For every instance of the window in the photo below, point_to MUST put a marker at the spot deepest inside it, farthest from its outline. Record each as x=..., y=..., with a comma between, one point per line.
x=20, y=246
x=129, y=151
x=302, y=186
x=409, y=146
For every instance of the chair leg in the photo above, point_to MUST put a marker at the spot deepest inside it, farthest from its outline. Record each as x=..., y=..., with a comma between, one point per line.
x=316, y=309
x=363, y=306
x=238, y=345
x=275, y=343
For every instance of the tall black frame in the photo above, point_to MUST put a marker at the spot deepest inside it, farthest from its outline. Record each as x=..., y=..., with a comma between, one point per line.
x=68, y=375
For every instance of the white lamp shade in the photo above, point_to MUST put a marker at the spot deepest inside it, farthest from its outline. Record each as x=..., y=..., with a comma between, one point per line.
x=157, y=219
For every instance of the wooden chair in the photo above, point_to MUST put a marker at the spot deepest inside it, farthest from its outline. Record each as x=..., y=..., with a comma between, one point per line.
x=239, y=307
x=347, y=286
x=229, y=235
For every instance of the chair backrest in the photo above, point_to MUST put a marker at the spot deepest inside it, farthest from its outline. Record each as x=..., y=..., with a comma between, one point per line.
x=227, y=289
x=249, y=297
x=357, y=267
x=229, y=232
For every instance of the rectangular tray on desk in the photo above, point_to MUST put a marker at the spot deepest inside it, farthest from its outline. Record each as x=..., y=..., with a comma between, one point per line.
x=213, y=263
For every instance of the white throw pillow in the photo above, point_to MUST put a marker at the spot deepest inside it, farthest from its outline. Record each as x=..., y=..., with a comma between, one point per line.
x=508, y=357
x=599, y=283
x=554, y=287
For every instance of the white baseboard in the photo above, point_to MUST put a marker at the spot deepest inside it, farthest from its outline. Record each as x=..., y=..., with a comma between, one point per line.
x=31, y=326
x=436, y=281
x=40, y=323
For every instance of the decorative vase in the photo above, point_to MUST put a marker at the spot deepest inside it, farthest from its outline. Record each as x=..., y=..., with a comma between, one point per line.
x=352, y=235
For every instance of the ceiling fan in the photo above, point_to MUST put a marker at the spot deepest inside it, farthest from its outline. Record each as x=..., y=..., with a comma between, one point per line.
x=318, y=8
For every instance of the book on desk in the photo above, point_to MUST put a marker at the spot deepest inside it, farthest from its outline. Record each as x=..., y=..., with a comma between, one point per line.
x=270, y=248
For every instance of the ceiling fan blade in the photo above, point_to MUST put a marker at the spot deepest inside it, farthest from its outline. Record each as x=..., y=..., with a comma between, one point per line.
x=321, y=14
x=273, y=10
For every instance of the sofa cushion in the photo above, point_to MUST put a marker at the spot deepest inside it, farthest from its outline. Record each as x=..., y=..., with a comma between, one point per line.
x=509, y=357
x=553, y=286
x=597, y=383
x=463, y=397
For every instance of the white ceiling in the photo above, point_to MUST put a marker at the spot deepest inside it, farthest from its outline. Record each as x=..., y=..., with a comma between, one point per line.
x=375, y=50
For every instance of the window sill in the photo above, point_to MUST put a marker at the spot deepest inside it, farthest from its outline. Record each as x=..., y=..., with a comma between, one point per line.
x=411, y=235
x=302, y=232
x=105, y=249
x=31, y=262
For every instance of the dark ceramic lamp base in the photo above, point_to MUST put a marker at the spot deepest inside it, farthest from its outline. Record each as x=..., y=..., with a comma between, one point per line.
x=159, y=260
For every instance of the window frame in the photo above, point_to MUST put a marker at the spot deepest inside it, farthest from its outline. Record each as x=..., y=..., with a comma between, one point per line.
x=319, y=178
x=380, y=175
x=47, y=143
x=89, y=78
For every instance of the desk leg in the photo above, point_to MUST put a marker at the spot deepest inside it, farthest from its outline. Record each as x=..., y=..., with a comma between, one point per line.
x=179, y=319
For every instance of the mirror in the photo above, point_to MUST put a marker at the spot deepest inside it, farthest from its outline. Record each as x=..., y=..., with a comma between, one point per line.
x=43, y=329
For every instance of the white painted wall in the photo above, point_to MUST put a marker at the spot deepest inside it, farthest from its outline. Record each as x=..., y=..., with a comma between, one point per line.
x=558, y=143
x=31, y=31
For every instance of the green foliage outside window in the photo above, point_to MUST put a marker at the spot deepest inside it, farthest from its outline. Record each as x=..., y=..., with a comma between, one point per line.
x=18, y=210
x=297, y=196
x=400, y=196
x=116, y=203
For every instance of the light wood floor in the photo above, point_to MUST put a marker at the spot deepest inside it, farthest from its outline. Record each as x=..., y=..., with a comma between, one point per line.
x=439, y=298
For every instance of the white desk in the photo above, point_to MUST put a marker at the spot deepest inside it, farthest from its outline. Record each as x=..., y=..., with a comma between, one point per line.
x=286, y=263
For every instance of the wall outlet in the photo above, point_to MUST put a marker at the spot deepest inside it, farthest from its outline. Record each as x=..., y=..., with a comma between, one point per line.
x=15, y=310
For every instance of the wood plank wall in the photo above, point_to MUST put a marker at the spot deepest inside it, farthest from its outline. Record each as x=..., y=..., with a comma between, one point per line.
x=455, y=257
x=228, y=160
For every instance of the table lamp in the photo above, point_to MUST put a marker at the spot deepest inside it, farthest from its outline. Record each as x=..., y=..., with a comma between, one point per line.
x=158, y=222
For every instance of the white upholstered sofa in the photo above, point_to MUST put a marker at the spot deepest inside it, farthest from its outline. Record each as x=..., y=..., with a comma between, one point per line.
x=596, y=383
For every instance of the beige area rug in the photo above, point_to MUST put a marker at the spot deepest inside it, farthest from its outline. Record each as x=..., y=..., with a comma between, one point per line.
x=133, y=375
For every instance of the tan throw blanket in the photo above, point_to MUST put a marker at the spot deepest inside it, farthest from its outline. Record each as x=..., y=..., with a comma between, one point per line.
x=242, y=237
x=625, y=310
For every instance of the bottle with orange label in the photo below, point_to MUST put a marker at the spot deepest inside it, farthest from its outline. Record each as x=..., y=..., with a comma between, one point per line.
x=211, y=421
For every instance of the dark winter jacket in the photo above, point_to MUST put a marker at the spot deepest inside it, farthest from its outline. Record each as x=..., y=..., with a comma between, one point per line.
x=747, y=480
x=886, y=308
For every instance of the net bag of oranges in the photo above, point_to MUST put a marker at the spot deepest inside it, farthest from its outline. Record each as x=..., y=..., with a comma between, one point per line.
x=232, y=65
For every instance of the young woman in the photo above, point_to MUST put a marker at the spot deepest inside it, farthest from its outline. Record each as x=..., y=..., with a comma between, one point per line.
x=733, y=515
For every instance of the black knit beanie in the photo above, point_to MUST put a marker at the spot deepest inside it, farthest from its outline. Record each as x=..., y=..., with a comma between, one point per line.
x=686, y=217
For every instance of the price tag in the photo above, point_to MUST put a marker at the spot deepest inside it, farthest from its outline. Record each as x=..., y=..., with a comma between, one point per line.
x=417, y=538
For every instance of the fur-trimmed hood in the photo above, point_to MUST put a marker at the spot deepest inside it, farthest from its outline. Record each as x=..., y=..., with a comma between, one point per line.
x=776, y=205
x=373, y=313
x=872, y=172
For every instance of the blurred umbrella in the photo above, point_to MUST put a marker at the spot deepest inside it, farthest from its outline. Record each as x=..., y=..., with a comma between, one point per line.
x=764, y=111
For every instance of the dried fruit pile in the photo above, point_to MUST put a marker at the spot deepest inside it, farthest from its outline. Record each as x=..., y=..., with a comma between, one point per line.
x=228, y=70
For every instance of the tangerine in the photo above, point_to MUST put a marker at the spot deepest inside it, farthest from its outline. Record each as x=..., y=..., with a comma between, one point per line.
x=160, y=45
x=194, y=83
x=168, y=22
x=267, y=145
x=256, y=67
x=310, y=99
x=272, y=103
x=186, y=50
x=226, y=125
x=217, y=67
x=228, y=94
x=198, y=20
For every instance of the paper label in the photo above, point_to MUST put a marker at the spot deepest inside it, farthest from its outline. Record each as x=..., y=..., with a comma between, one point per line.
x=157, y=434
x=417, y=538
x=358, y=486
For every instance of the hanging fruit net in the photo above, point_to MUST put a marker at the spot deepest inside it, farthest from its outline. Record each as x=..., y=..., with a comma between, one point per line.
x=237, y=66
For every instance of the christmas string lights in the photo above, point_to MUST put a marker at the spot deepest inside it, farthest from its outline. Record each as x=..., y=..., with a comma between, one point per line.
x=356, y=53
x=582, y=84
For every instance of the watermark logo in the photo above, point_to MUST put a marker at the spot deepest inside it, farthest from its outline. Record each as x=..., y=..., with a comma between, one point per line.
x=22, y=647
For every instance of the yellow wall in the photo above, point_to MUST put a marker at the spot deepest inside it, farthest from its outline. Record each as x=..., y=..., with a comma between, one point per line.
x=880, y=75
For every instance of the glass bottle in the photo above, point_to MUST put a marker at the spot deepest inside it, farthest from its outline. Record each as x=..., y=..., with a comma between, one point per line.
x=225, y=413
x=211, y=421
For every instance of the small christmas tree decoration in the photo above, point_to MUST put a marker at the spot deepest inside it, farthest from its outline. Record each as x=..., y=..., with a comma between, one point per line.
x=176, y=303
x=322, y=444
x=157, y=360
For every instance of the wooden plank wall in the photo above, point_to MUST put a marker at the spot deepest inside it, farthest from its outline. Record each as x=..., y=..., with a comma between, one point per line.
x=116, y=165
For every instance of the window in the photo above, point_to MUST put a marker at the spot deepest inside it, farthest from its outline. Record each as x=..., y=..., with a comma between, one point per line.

****

§ Direction: Reproduce the material from the line containing "For every instance of the book" down to the line containing "x=270, y=248", both included, keeping the request line as it stands. Shift every coordinate value in the answer up by 55.

§ Solution for this exercise:
For every instance of the book on desk in the photo above, point_to MUST put a marker at the spot deepest inside it, farthest from its outline. Record each as x=..., y=..., with a comma between, one point per line.
x=325, y=303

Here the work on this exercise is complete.